Text shown:
• • • • • • •
Re: Patch to tidy up wget use, and add return=4 when 404's are seen

To: Frans Pop <elendil@planet.nl>
Cc: debian-boot@lists.debian.org
Subject: Re: Patch to tidy up wget use, and add return=4 when 404's are seen
From: Philip Hands <phil@hands.com>
Date: Thu, 06 Mar 2008 01:15:09 +0000
Message-id: <[🔎] 47CF459D.6080203@hands.com>
In-reply-to: <[🔎] 200803060042.34152.elendil@planet.nl>
References: <20080216142256.GH30909@hands.com> <[🔎] 200803050741.22511.elendil@planet.nl> <[🔎] 47CF1849.2020709@hands.com> <[🔎] 200803060042.34152.elendil@planet.nl>

-----BEGIN PGP SIGNED MESSAGE-----
Hash: SHA1

Frans Pop wrote:
> On Wednesday 05 March 2008, Philip Hands wrote:
>> The reason I need this is in preseeding scripts, where one can then
>> write code that says:
> 
> Right, that seems like a valid use case.

Glad you liked it :-)

>> If what you're really saying is that you don't understand it, that's OK,
> 
> Yes, that is what I'm saying: I'm unable to judge the impact/risks myself.
> 
>> I've obviously not been clear enough in the README -- Perhaps you could
>> tell which bit's not sufficiently explained and I'll try again.
> 
> No, that's not the problem. The problem is my lack of background here.
> The code is a bit over my head and just "looks" a bit fragile to me. It's on 
> a somewhat lower technical level than what we usually do in shell script 
> and that makes me a bit uncomfortable.
> 
> If others can ack your code, then it would be perfectly fine with me.
>
> Another possible solution could be to have an option to quickly fall back to 
> a simpler version if we see breakage. For example: do this change in two 
> stages: first stage would be to move existing fetch_url functions to 
> di-utils, second stage to implement wget404. That way we could revert the 
> second stage if needed with less risk of conflicts, without needing to 
> change/upload multiple components and without having to change 
> dependencies.
> The two stages would only have to be separate commits, there would not have 
> to be time between them.

Yeah, that should be no problem -- If I take out all the echos and the
sed, I think you get exactly what's needed for the 404-free version of
wget404 (if you know what I mean) -- I'll take a look tomorrow.

...
> What I'm a bit worried about here is seeing huge pauses from a user PoV on 
> wget failures because of all the retries acting as a multiplier of wget's 
> internal timeouts...

Yeah, especially since it'll perhaps be trying as many as 5 times as
often -- very good point.

> I'd really like to hear Joey's take on this. He's probably the best judge to 
> decide between keeping what was implemented or changing to what was 
> intended.

Agreed.

...
> The main problem here of course is that it is almost impossible to trace a 
> report of an installation problem to the use of wget -c. It would certainly 
> not be something that would pop into my mind if a user reported that his 
> installation failed because file X failed to download or was corrupted.

Yeah, good point -- and during testing this I did note that wget will
cheerfully slap the second half of a different file onto a previous
download if you do something like:

  wget url_for_short_file /tmp/foo
...
• • • • • • •
Extracted data:
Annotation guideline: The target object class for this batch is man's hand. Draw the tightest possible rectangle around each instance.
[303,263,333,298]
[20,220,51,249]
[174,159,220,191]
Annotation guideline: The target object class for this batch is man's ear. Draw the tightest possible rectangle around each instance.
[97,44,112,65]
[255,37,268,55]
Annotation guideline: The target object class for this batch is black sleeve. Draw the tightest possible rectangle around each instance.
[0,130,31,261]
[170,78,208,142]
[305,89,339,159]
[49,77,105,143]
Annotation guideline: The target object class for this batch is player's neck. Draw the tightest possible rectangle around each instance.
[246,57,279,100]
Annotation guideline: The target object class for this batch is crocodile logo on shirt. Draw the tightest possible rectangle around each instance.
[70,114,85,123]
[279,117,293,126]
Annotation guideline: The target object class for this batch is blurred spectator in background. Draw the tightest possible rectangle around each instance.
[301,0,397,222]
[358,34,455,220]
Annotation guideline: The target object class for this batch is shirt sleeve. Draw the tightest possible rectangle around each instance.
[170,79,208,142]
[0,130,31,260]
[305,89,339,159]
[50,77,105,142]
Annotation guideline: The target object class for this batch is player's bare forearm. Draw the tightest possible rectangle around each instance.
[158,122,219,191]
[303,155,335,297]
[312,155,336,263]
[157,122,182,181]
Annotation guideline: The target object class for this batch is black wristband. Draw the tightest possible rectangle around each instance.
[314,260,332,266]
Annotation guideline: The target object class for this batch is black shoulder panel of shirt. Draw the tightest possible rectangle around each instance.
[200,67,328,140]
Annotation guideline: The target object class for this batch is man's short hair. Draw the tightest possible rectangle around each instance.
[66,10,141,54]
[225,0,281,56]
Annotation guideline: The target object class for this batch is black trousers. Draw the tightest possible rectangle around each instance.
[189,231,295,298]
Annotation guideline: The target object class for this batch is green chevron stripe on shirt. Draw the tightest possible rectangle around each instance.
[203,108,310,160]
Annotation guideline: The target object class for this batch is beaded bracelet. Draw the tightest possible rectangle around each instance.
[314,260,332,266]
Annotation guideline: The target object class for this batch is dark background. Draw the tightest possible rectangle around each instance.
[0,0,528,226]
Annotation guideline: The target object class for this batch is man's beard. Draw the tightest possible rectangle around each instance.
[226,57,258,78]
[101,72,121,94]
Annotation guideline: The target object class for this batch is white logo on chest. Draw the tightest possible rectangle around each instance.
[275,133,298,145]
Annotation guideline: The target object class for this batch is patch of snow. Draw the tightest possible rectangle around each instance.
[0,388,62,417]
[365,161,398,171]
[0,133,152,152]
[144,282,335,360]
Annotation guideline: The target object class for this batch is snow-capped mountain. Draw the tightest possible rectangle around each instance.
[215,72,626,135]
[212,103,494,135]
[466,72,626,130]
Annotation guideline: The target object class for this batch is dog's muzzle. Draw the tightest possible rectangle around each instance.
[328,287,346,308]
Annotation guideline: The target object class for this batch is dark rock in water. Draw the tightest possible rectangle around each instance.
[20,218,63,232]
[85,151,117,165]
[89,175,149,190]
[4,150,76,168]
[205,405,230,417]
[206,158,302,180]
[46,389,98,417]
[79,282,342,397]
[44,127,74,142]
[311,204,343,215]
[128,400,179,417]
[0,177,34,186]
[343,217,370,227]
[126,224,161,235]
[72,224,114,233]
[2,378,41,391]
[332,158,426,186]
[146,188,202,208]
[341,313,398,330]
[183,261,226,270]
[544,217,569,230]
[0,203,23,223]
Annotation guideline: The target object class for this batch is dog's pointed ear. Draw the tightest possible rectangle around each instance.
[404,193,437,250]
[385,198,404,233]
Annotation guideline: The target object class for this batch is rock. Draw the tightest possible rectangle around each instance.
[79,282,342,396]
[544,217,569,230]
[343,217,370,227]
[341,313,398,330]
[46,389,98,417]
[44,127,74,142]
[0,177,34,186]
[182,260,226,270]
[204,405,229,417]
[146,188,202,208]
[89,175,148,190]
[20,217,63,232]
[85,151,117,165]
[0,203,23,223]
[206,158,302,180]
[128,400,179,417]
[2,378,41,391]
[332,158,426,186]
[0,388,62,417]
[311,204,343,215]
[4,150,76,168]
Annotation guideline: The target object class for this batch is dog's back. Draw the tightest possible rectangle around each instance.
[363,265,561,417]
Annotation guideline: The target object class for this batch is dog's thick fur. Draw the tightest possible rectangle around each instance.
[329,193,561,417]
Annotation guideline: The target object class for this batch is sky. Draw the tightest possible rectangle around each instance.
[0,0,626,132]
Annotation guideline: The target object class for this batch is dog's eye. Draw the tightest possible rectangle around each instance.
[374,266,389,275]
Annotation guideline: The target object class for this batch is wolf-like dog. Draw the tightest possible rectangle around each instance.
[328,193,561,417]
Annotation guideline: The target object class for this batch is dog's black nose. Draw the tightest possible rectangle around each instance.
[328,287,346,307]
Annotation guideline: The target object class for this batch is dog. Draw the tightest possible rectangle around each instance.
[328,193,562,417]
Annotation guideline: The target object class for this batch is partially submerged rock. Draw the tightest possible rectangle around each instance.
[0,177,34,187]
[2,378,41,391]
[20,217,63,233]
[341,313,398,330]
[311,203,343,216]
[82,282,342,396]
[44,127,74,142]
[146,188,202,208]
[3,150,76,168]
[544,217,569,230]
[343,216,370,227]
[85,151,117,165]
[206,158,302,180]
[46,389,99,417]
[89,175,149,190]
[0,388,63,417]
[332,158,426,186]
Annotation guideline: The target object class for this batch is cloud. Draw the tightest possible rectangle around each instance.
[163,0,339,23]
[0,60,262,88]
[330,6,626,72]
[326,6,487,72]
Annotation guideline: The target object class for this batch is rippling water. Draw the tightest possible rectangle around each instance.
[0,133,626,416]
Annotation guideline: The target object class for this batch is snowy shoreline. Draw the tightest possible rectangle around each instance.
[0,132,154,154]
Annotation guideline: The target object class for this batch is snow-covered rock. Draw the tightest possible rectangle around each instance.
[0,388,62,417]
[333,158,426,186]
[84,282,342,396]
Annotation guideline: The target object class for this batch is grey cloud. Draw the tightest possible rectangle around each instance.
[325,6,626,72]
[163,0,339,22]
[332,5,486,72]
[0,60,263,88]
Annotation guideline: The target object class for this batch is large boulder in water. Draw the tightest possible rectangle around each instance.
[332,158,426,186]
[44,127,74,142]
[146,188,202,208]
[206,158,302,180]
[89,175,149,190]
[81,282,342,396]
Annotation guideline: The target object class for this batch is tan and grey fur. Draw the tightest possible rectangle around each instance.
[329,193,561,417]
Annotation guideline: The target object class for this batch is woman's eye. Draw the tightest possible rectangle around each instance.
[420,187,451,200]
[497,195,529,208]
• • • • • • •
Request:
From the mailing-list reply about the wget patch above, extract the passage between "Glad you liked" and "I'll try again.", inclusive.

Answer in full:
Glad you liked it :-)

>> If what you're really saying is that you don't understand it, that's OK,
> 
> Yes, that is what I'm saying: I'm unable to judge the impact/risks myself.
> 
>> I've obviously not been clear enough in the README -- Perhaps you could
>> tell which bit's not sufficiently explained and I'll try again.